_GOAL:_
Reproduce all of the data below word for word, changing nothing.
-.-.-
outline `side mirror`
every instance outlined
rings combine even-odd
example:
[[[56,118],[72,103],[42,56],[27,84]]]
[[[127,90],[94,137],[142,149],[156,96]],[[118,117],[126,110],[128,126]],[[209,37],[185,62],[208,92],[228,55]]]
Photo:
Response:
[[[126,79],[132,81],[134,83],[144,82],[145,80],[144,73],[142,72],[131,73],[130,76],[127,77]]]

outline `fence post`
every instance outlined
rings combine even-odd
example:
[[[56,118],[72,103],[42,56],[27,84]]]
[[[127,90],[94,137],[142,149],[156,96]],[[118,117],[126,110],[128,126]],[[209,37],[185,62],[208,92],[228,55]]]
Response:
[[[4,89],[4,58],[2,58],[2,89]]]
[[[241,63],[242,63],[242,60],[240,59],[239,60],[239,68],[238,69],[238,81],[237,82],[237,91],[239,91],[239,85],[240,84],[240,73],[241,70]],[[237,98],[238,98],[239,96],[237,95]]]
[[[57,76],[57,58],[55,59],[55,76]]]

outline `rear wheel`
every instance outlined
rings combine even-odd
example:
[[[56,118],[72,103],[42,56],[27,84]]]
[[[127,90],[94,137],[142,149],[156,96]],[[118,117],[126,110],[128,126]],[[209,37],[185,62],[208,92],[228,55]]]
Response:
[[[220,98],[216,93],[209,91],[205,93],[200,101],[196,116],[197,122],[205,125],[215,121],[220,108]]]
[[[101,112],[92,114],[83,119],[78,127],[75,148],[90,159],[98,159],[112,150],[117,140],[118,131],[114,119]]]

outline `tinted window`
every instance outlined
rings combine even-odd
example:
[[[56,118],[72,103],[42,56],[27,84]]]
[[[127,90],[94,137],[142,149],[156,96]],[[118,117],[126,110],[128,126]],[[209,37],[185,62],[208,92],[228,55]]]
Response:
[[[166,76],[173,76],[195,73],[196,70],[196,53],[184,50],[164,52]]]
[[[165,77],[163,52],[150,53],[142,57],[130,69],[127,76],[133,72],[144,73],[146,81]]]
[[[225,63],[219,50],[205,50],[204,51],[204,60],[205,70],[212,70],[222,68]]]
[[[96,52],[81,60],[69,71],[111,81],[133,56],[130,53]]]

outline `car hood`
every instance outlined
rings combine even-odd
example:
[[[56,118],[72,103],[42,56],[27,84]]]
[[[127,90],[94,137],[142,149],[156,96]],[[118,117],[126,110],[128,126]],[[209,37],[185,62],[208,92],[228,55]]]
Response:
-.-.-
_EXPECTED ANSWER:_
outline `side mirror`
every instance outlined
rings combine even-odd
example:
[[[56,118],[72,103],[42,56],[27,84]]]
[[[127,90],[94,137],[142,149],[156,96]],[[118,117],[126,110],[128,126]],[[209,37],[185,62],[208,92],[228,55]]]
Photo:
Response:
[[[126,79],[132,81],[134,83],[144,82],[145,80],[144,73],[142,72],[131,73],[130,76],[127,77]]]

outline `fence post`
every instance outlined
rings combine even-odd
example:
[[[56,118],[72,103],[42,56],[27,84]]]
[[[127,90],[94,137],[142,149],[156,96]],[[118,117],[126,110],[128,126]],[[209,37],[185,62],[208,92],[228,55]]]
Response:
[[[4,89],[4,58],[2,58],[2,89]]]
[[[241,63],[242,63],[242,60],[240,59],[239,60],[239,68],[238,69],[238,81],[237,82],[237,91],[239,91],[239,85],[240,84],[240,73],[241,70]],[[237,98],[238,98],[239,96],[237,95]]]
[[[57,76],[57,58],[55,59],[55,76]]]

outline `rear wheel`
every instance outlined
rings combine even-odd
example:
[[[56,118],[72,103],[42,56],[27,84]]]
[[[127,90],[94,137],[142,149],[156,96]],[[118,117],[126,110],[128,126]],[[209,37],[185,62],[208,92],[228,55]]]
Response:
[[[220,98],[216,93],[209,91],[205,93],[200,101],[196,116],[197,122],[205,125],[215,121],[220,108]]]
[[[101,112],[92,114],[83,119],[78,127],[75,148],[90,159],[98,159],[112,150],[117,140],[118,131],[114,119]]]

outline `tinted window`
every instance outlined
rings combine even-odd
example:
[[[56,118],[72,103],[42,56],[27,84]]]
[[[127,90],[94,137],[142,149],[156,96]],[[118,117],[126,110],[128,126]],[[209,37],[185,62],[208,92],[228,55]]]
Response:
[[[166,76],[173,76],[195,73],[196,70],[196,53],[184,50],[164,52]]]
[[[165,77],[163,52],[150,53],[142,57],[130,69],[127,76],[133,72],[144,73],[146,81]]]
[[[225,63],[219,50],[205,50],[204,51],[204,60],[205,70],[212,70],[222,68]]]
[[[96,52],[81,60],[69,71],[111,81],[133,56],[130,53]]]

outline `car hood`
every instance outlined
rings combine even-odd
example:
[[[56,118],[72,103],[42,56],[27,84]]]
[[[127,90],[94,137],[142,149],[156,96]],[[118,117],[126,110],[128,126]],[[209,37],[185,62],[208,92],[228,55]]]
Response:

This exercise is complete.